Would you restate all the entries exactly, leaving nothing out?

[Dataset entries]
+++

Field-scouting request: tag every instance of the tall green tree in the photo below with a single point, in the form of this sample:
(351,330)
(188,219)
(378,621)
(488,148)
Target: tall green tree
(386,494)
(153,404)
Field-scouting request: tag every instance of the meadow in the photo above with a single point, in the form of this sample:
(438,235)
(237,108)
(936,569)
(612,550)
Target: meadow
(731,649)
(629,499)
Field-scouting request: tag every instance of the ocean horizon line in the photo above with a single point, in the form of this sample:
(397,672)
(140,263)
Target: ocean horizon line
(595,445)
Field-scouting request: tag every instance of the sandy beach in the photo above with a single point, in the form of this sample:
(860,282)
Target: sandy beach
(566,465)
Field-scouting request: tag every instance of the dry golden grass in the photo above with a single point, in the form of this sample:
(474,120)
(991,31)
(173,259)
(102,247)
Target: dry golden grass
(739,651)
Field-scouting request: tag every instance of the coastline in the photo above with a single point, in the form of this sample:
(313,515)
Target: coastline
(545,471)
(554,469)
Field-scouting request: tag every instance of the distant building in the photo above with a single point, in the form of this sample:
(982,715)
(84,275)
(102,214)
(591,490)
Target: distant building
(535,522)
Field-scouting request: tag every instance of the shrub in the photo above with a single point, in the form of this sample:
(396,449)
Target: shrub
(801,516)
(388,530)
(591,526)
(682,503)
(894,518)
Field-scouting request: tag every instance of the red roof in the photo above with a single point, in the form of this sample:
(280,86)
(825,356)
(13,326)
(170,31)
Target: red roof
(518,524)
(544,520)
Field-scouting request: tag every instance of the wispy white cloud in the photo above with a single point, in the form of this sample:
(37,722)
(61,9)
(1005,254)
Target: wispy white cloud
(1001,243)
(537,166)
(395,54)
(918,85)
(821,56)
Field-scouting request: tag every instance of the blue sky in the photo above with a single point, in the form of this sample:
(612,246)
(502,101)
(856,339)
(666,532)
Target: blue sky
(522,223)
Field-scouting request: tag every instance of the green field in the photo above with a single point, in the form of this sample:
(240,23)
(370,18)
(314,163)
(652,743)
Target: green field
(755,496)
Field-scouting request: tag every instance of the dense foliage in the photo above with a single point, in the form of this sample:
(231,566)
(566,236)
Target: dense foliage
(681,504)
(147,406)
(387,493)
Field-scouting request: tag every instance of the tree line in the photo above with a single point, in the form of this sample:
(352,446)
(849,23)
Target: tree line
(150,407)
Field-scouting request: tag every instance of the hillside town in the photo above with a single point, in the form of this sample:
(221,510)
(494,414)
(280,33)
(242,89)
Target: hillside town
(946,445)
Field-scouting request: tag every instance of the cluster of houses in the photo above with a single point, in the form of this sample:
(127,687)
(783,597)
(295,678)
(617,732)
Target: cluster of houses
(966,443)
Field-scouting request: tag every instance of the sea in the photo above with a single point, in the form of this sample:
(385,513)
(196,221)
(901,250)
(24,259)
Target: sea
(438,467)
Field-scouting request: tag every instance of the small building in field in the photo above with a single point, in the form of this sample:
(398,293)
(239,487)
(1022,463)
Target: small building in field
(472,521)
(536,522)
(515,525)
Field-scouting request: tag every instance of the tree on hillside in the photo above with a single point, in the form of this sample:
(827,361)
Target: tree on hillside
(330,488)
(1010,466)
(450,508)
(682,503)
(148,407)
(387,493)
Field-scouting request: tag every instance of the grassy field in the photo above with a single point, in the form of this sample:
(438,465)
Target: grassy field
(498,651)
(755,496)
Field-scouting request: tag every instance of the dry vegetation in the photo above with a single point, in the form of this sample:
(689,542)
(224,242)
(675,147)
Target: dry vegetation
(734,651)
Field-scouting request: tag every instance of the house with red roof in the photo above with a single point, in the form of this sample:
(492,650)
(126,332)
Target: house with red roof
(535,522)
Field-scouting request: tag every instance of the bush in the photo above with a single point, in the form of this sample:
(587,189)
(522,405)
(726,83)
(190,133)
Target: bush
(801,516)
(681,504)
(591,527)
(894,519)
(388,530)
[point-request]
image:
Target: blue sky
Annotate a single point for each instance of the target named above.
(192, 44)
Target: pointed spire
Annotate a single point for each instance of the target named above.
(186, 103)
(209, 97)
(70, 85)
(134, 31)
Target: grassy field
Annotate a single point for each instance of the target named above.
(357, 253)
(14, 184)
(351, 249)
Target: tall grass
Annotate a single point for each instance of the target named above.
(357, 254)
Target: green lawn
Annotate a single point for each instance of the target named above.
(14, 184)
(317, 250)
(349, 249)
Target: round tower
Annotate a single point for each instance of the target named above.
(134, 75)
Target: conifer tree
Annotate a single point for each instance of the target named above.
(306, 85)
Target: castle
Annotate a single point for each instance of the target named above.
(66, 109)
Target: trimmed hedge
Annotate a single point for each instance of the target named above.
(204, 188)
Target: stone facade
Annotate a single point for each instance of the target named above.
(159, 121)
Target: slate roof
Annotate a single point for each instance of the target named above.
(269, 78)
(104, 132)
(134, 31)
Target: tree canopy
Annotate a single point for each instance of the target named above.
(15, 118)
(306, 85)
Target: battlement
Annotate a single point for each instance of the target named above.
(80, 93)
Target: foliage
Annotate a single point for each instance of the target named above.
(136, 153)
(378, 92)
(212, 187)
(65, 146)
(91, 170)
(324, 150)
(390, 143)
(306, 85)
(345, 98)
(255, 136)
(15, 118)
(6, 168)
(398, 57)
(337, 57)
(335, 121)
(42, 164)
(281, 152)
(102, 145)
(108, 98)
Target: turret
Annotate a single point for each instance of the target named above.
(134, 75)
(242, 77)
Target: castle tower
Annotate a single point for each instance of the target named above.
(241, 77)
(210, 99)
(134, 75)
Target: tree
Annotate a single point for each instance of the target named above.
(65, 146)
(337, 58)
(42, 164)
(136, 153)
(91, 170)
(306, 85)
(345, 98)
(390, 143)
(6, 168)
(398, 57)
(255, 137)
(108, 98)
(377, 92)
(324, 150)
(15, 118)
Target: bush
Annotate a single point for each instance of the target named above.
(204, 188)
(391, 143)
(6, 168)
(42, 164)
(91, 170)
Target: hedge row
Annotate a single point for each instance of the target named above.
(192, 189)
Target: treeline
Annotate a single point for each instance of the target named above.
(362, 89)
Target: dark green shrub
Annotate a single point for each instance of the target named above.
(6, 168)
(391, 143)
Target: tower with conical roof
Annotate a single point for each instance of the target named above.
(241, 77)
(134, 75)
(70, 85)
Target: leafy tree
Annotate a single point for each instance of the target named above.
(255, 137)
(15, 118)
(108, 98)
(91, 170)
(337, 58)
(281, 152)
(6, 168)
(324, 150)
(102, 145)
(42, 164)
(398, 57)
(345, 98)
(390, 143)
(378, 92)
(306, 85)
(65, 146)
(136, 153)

+++

#### [RESULT BELOW]
Field-scouting request: tag every instance of the tall green tree in the photo below with a single point, in the form of this sample:
(351,330)
(188,219)
(378,621)
(488,148)
Target: tall green tree
(386,494)
(153,404)
Field-scouting request: tag every instance of the meadow in the photo above with a single point, in the form of this sample:
(438,235)
(237,108)
(936,569)
(612,550)
Target: meadow
(731,649)
(629,499)
Field-scouting request: tag every instance of the ocean horizon line in the photo above with a single point, in the form of this sample:
(397,672)
(140,263)
Target: ocean horizon line
(595,445)
Field-scouting request: tag every instance of the sandy beach in the photo above with a single point, in the form of this sample:
(860,282)
Target: sandy beach
(566,465)
Field-scouting request: tag every instance of the dry golden grass in the photo above with a single point, in the form of this sample:
(474,120)
(991,31)
(173,259)
(102,247)
Target: dry golden grass
(739,651)
Field-scouting request: tag every instance of the coastline in the photo above with a single point, in the form of this sample:
(313,515)
Target: coastline
(545,471)
(554,469)
Field-scouting request: tag every instance of the distant building in the photo above with a single point, in the form of this sample:
(982,715)
(84,275)
(102,214)
(591,490)
Target: distant building
(535,522)
Field-scouting request: tag every instance of the shrub in the photo above with a single point, in the form of this sample:
(396,449)
Target: shrub
(801,516)
(388,530)
(591,526)
(682,503)
(894,518)
Field-scouting request: tag every instance of the red roof in the photo above with a single point, in the form of this sample:
(280,86)
(825,356)
(13,326)
(170,31)
Target: red roof
(518,524)
(544,520)
Field-scouting request: tag every instance of the wispy white cloud in the photo above with a single point, in the form of this sample:
(37,722)
(61,9)
(1005,254)
Target: wispy white cloud
(1001,243)
(537,166)
(395,54)
(918,85)
(821,56)
Field-scouting request: tag every instance of the blue sky in the photo above with a single point, in the form of this sample:
(612,246)
(502,101)
(856,339)
(666,532)
Target: blue sky
(522,223)
Field-scouting request: tag every instance of the green field in the photo above with a single point, in the form of this sample:
(240,23)
(370,18)
(314,163)
(652,743)
Target: green field
(755,496)
Field-scouting request: tag every instance of the dense foliage in the photo above with a single point, in the form of this sample:
(231,566)
(566,236)
Target: dense foliage
(681,504)
(147,406)
(387,493)
Field-scouting request: tag every instance of the tree line in the photo above with a single point, in the form of this sample:
(352,446)
(849,23)
Target: tree line
(150,407)
Field-scouting request: tag every instance of the hillside town in the photo above with a single point, in the form of this sample:
(221,510)
(494,414)
(280,33)
(242,89)
Target: hillside town
(946,445)
Field-scouting request: tag every instance of the cluster of houses in the photo above with a single point, in the form of this sample:
(127,687)
(783,597)
(295,678)
(617,732)
Target: cluster of houses
(966,443)
Field-scouting request: tag every instance of the sea in the photo above with a single point, in the form of this sample:
(385,513)
(196,221)
(901,250)
(24,259)
Target: sea
(438,467)
Field-scouting request: tag every instance of the small building in field in the photo above with a single point, in the form of this sample:
(398,293)
(239,487)
(1022,463)
Target: small building in field
(472,521)
(536,522)
(515,525)
Field-scouting request: tag every instance of the tree on hillside in the photo above with a single point, in the form of this sample:
(827,361)
Target: tree on hillside
(330,488)
(1010,466)
(450,508)
(682,503)
(148,407)
(387,493)
Field-scouting request: tag every instance of the grassy field in the photo above with a single point, in the form of this sample:
(438,465)
Target: grassy field
(498,651)
(755,496)
Field-scouting request: tag every instance of the dry vegetation in the photo above with a single point, in the form of this sample:
(689,542)
(224,242)
(675,147)
Target: dry vegetation
(734,651)
Field-scouting request: tag every instance of the house with red roof in the photo above with a single point, in the form of this sample:
(492,650)
(126,332)
Target: house with red roof
(535,522)
Field-scouting request: tag every instance of the bush in the photo above with a single point, in the form of this sample:
(587,189)
(522,405)
(726,83)
(190,133)
Target: bush
(801,516)
(681,504)
(591,527)
(894,519)
(388,530)
[point-request]
image:
Target: blue sky
Annotate a single point for each instance of the target named above.
(192, 44)
Target: pointed spire
Annotate a single point for each instance of the target named above.
(186, 103)
(209, 97)
(70, 85)
(134, 31)
Target: grassy field
Annotate a single point for each instance of the target named above.
(357, 253)
(14, 184)
(351, 249)
Target: tall grass
Annotate a single point for each instance of the target named above.
(357, 254)
Target: green lawn
Annotate a single point for each instance of the target named above.
(14, 184)
(317, 250)
(349, 249)
Target: round tower
Annotate a single point for each instance of the target named above.
(134, 75)
Target: conifer tree
Annotate a single point for each instance of the target named above.
(306, 85)
Target: castle
Annotate a single point for each instance of the target named above.
(66, 109)
Target: trimmed hedge
Annotate a single point for each instance of the target named above.
(204, 188)
Target: stone facade
Annotate a single point for each instance of the target named above.
(159, 121)
Target: slate roof
Annotate a single point for each instance of the target named above.
(269, 78)
(104, 132)
(134, 31)
Target: tree canopy
Annotate a single point for each instance of the target named above.
(15, 118)
(306, 85)
Target: battlement
Annotate a single point for each instance of the target named above.
(80, 93)
Target: foliage
Annotate a single point for each instance of the target named above.
(136, 153)
(378, 92)
(212, 187)
(65, 146)
(91, 170)
(324, 150)
(390, 143)
(306, 85)
(345, 98)
(255, 136)
(15, 118)
(6, 168)
(398, 57)
(337, 57)
(335, 121)
(42, 164)
(281, 152)
(102, 145)
(108, 98)
Target: turret
Annotate a single point for each instance of the target named above.
(134, 75)
(242, 77)
Target: castle tower
Annotate a single point for each instance of the target named above.
(241, 77)
(210, 99)
(134, 75)
Target: tree
Annotate a single point for each instance of the target named above.
(65, 146)
(337, 58)
(42, 164)
(136, 153)
(91, 170)
(306, 85)
(345, 98)
(390, 143)
(6, 168)
(398, 57)
(255, 137)
(108, 98)
(377, 92)
(324, 150)
(15, 118)
Target: bush
Annotate a single point for each instance of the target named above.
(204, 188)
(391, 143)
(6, 168)
(42, 164)
(91, 170)
Target: hedge row
Annotate a single point for each instance of the target named above.
(192, 189)
Target: treeline
Annotate a single point for each instance of the target named above.
(362, 89)
Target: dark green shrub
Annotate a single point for each instance of the target named above.
(6, 168)
(391, 143)
Target: tower with conical roof
Annotate a single point for each instance of the target named above.
(241, 77)
(134, 75)
(70, 85)
Target: leafy tree
Annotate a single point for each instance of the target named above.
(255, 137)
(15, 118)
(108, 98)
(91, 170)
(337, 58)
(281, 152)
(6, 168)
(324, 150)
(102, 145)
(42, 164)
(398, 57)
(345, 98)
(390, 143)
(378, 92)
(306, 85)
(65, 146)
(136, 153)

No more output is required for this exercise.